In the entries below, return only the line containing "For every instance of the building" and those after it, exactly, through the last line.

Records drawn from a dataset
= = = = = = =

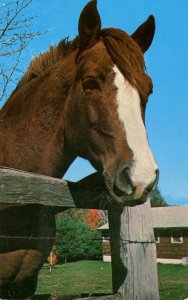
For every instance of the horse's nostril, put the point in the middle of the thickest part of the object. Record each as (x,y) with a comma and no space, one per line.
(153,185)
(123,183)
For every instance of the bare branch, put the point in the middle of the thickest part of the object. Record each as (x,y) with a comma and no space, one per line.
(15,35)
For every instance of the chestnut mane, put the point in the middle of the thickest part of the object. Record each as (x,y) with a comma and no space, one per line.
(124,51)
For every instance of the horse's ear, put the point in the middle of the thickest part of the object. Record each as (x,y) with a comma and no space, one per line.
(89,25)
(145,33)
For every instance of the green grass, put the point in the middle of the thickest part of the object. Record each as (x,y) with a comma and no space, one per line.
(173,282)
(94,277)
(83,277)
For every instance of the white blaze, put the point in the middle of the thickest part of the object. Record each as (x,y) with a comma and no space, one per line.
(128,106)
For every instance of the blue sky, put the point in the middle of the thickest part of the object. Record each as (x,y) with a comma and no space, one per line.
(167,64)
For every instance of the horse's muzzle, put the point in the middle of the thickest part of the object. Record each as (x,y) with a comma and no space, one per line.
(127,192)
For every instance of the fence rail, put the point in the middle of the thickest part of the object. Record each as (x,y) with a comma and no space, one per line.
(19,187)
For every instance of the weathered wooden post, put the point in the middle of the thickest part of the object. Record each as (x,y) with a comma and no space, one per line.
(134,267)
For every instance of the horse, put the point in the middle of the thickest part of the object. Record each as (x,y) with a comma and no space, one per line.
(87,98)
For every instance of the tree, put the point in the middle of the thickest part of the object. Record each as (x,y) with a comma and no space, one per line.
(15,34)
(93,218)
(76,240)
(157,199)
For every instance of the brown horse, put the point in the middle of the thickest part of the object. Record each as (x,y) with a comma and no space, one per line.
(82,98)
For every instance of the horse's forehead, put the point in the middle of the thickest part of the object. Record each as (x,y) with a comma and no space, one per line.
(96,58)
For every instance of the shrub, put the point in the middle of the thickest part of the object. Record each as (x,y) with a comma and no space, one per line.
(76,240)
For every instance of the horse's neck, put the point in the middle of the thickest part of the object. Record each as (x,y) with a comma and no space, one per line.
(31,124)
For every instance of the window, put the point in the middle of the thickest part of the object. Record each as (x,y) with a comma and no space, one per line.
(176,238)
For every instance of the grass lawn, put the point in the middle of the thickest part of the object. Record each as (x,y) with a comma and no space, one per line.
(94,277)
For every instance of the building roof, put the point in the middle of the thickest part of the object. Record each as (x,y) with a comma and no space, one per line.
(166,217)
(170,216)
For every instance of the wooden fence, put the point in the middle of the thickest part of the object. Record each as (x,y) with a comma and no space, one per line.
(134,269)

= = = = = = =

The answer:
For every instance of the building roof, put the point in the middle of the thickest part of the object. Record each as (x,y) with a comma and no space, one per line.
(166,217)
(170,216)
For every instance of the wooden fence, put the point in the middle of the thickest part of the object. Record each as (x,y) with a comma and no space, one per line.
(134,269)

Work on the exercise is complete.